§ Excerpt provided
%%
The Institute of Medicine report, "To Err is Human" estimates that 44,000 to 98,000 hospitalized patients die annually in the U.S. as a result of error. An analysis conducted by the West Health Institute, shows that the delivery of quality patient care could be enhanced and made dramatically more affordable by medical device interoperability. Analysis suggests "that true functional medical device interoperability improves patient care, increases efficiency, and results in more than $30 billion a year in health care savings."Interoperability among devices in an ICU can prevent medical errors. Due to the lack of standards for medical devices: (a) manually captured data is labor intensive and prone to human error, (b) expensive custom connectivity equipment may only be used for patients with the highest acuity, (c) detection of patient problems, (e.g., adverse drug events) is hindered due to the inability to collect real-time data from multiple devices, and (d) vendors intending to communicate data between devices must develop specialized interfaces for each device.NIST helps develop standards for medical device communications to address these critical needs.
%%
Extend the passage on medical device interoperability past its final sentence, keeping to its subject and tone.

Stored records
%%
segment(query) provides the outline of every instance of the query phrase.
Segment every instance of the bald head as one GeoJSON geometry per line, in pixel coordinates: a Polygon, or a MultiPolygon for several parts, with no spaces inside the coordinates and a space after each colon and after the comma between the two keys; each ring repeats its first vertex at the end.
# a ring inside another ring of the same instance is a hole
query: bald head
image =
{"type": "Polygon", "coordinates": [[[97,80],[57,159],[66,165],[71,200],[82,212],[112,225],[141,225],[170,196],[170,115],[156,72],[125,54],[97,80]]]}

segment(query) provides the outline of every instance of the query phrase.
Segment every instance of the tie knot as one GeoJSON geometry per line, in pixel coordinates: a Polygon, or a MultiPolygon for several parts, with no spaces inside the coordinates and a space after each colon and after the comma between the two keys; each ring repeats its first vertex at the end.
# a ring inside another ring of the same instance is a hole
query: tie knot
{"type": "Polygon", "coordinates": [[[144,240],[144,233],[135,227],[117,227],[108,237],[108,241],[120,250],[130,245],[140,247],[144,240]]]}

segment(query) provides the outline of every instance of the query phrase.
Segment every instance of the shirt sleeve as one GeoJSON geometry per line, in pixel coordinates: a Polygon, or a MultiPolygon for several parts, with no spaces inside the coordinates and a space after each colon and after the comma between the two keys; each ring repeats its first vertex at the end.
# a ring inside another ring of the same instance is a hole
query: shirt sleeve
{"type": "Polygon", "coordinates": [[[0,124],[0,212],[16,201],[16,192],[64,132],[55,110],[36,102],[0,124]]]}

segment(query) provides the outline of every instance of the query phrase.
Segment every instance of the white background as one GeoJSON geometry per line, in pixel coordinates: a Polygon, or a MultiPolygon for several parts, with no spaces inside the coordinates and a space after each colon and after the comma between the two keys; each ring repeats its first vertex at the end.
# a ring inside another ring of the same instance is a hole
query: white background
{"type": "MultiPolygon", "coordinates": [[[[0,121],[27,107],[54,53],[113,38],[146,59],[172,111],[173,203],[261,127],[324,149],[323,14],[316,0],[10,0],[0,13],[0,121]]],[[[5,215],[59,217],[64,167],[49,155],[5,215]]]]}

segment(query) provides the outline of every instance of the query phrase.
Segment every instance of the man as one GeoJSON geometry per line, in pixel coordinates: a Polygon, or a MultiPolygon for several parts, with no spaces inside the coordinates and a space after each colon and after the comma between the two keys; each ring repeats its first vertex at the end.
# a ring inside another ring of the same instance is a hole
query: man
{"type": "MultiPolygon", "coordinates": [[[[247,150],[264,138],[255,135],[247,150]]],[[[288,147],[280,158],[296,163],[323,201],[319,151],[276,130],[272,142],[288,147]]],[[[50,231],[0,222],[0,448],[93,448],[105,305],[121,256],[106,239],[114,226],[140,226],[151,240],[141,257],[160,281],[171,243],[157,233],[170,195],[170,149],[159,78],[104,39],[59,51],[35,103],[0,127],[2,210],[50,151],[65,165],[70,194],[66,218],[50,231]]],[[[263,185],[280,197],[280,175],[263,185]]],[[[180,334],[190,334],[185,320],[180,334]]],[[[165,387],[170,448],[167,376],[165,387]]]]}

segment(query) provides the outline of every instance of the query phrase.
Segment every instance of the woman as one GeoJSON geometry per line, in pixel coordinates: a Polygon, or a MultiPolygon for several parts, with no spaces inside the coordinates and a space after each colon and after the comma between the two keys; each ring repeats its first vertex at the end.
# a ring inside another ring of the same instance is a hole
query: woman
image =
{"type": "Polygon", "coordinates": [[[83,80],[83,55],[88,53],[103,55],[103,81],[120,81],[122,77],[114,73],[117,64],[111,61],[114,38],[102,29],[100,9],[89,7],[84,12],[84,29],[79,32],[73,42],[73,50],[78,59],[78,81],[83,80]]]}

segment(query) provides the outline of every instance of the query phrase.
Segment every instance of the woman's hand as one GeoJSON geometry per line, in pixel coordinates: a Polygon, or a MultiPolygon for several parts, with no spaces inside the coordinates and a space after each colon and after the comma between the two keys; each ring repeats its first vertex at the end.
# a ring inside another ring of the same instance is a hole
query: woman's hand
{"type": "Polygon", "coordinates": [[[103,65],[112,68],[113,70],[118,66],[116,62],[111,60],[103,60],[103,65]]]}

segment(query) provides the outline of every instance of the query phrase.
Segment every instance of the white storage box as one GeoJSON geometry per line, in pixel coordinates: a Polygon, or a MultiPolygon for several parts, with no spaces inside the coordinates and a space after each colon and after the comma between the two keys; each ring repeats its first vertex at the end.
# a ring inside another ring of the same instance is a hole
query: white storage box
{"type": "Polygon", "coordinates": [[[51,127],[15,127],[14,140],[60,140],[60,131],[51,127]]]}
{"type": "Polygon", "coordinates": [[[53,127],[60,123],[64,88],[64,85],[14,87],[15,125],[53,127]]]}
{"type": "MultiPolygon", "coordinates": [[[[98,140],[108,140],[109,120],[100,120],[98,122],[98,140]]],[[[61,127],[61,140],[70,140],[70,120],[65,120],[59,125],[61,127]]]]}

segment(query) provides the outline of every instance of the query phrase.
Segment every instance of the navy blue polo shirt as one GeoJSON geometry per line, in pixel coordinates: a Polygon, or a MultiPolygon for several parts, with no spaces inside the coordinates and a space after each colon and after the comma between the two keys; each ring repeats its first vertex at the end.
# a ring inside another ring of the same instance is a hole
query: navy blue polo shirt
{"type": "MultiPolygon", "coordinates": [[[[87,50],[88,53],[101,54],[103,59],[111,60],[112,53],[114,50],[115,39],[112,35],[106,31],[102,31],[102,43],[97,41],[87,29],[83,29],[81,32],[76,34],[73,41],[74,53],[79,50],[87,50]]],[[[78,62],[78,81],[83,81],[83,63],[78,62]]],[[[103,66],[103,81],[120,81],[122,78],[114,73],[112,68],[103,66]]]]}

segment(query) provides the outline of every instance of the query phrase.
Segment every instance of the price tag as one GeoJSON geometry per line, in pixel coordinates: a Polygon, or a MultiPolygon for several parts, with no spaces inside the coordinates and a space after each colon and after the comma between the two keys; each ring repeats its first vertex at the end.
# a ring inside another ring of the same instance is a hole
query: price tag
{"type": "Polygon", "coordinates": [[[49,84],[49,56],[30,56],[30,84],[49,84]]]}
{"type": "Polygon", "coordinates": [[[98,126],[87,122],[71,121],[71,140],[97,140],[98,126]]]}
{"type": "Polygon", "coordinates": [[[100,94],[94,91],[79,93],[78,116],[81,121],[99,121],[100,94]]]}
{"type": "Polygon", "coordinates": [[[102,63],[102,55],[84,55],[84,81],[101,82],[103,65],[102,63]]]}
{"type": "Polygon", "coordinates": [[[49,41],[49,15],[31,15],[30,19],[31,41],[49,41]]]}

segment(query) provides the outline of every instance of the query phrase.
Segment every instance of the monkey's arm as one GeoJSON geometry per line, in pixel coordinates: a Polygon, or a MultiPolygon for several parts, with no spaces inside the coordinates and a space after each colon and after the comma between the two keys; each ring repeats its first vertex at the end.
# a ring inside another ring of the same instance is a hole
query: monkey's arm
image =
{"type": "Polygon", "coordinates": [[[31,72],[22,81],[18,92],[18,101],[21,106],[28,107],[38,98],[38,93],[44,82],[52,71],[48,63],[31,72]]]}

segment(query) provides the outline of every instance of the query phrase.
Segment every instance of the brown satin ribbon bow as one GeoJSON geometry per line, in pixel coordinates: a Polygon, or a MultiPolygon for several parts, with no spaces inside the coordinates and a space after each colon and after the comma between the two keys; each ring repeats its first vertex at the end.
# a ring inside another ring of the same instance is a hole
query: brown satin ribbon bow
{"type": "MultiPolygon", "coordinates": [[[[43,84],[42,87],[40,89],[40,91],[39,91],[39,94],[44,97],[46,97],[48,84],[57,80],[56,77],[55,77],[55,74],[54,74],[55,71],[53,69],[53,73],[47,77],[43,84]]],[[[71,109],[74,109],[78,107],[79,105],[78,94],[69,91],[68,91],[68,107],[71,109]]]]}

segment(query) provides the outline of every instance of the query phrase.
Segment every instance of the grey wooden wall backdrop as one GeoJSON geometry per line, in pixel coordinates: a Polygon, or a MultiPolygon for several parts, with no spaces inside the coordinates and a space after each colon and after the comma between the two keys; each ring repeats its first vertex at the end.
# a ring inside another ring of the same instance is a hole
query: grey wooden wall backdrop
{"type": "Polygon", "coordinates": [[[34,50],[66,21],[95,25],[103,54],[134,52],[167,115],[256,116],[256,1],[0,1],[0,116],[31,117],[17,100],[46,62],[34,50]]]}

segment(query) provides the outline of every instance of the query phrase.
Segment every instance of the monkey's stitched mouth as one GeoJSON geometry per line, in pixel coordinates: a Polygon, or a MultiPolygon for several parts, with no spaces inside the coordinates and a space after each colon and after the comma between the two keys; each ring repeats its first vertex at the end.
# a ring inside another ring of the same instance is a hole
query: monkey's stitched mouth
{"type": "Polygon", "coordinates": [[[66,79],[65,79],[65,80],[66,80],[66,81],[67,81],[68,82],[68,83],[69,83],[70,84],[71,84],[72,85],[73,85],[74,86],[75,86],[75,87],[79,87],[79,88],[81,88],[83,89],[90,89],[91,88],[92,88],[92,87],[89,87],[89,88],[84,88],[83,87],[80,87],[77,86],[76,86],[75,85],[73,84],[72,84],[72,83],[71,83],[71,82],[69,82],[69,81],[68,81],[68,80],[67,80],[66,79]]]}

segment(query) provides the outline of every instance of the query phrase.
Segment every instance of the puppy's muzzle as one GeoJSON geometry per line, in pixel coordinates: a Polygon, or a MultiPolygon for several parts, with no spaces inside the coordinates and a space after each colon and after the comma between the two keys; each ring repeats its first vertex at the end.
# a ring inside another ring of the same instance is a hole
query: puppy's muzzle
%%
§ Answer to the problem
NIST researchers are facilitating the development and adoption of standards for medical device communications throughout the healthcare enterprise, as well as integration into the electronic health record. NIST is actively developing medical device communication test methodologies and tools to enable consistent and correct communication between medical devices and device-gateways across the healthcare enterprise. This work serves to provide standards-based and rigorous validation of medical device communication through conformance leading to interoperability. Rigorous testing is essential to achieve multi-vendor and enterprise-wide interoperability and must be predicated on sufficiently specified medical device and enterprise-communication standards. NIST is developing and advancing software test tools to meet medical device-level communication requirements defined in x73 and enterprise/electronic health record level defined in the Health Level 7 (HL7) messaging standard.
NIST/ITL developed conformance test methodologies provide the medical device industry with necessary tools to ensure that critical devices properly implement the x73 and HL7 standards.Correct implementation of these standards will lead to plug-and-play devices, allowing clinicians to focus more on the patient and less on the devices, ultimately leading to a reduction in medical errors and the associated loss of life.